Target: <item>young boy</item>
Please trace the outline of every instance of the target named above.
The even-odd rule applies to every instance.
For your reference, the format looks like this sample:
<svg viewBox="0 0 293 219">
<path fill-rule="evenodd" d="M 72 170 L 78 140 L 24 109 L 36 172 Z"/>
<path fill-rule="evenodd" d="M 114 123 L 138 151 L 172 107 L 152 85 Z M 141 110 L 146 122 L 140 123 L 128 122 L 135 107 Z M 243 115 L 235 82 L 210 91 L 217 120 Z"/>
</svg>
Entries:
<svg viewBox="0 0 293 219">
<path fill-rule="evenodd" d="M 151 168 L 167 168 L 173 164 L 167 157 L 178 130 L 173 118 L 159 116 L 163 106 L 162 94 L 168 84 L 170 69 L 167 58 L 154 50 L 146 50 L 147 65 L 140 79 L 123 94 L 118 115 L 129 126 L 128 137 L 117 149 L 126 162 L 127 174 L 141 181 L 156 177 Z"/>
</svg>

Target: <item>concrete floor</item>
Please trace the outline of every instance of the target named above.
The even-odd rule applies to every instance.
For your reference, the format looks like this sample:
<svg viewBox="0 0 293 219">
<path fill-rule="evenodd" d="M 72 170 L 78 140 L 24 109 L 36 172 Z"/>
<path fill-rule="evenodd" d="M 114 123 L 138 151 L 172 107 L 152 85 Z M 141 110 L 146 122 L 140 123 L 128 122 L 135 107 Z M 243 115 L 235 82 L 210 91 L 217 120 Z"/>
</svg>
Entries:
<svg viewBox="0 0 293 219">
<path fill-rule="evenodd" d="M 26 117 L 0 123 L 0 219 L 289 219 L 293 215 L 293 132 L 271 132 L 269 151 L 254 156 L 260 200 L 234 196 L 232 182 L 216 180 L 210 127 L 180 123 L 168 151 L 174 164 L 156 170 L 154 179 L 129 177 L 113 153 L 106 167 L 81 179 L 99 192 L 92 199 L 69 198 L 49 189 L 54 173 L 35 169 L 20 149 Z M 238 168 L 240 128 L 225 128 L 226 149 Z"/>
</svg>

========

→ Aim of the task
Present every line of the material above as a numbered list, leaving out any blank lines.

→ Reply to the exercise
1. Target: <item>young boy</item>
2. Please trace the outline of every instance of the target named above.
3. The even-odd rule applies to every instance.
4. For your reference, the format looks like this sample:
5. <svg viewBox="0 0 293 219">
6. <path fill-rule="evenodd" d="M 72 170 L 78 140 L 24 109 L 36 172 Z"/>
7. <path fill-rule="evenodd" d="M 114 123 L 138 151 L 172 107 L 152 85 Z M 141 110 L 146 122 L 140 123 L 128 122 L 135 107 Z M 243 115 L 235 82 L 210 91 L 217 120 Z"/>
8. </svg>
9. Entries:
10. <svg viewBox="0 0 293 219">
11. <path fill-rule="evenodd" d="M 151 168 L 167 168 L 173 164 L 167 157 L 178 130 L 173 118 L 159 116 L 163 106 L 162 94 L 168 84 L 170 69 L 167 58 L 154 50 L 146 50 L 147 65 L 140 79 L 123 94 L 118 115 L 129 126 L 128 137 L 117 149 L 126 162 L 127 174 L 141 181 L 156 177 Z"/>
12. </svg>
13. Target: <item>concrete floor</item>
14. Please trace the outline of every instance of the target named above.
15. The even-odd rule applies to every instance.
16. For your reference, the format looks like this sample:
17. <svg viewBox="0 0 293 219">
18. <path fill-rule="evenodd" d="M 72 170 L 78 140 L 24 109 L 36 172 Z"/>
19. <path fill-rule="evenodd" d="M 114 123 L 138 151 L 172 107 L 152 85 Z M 141 110 L 146 122 L 140 123 L 128 122 L 135 107 Z M 243 115 L 235 82 L 210 91 L 217 120 Z"/>
20. </svg>
21. Entries:
22. <svg viewBox="0 0 293 219">
23. <path fill-rule="evenodd" d="M 26 117 L 0 123 L 0 219 L 289 219 L 293 215 L 293 132 L 271 132 L 269 151 L 254 156 L 260 200 L 234 196 L 232 182 L 216 180 L 210 127 L 180 123 L 168 151 L 174 164 L 156 170 L 154 179 L 129 177 L 113 153 L 106 167 L 81 179 L 99 192 L 92 199 L 69 198 L 49 189 L 54 173 L 35 169 L 20 149 Z M 238 168 L 240 128 L 225 128 L 226 149 Z"/>
24. </svg>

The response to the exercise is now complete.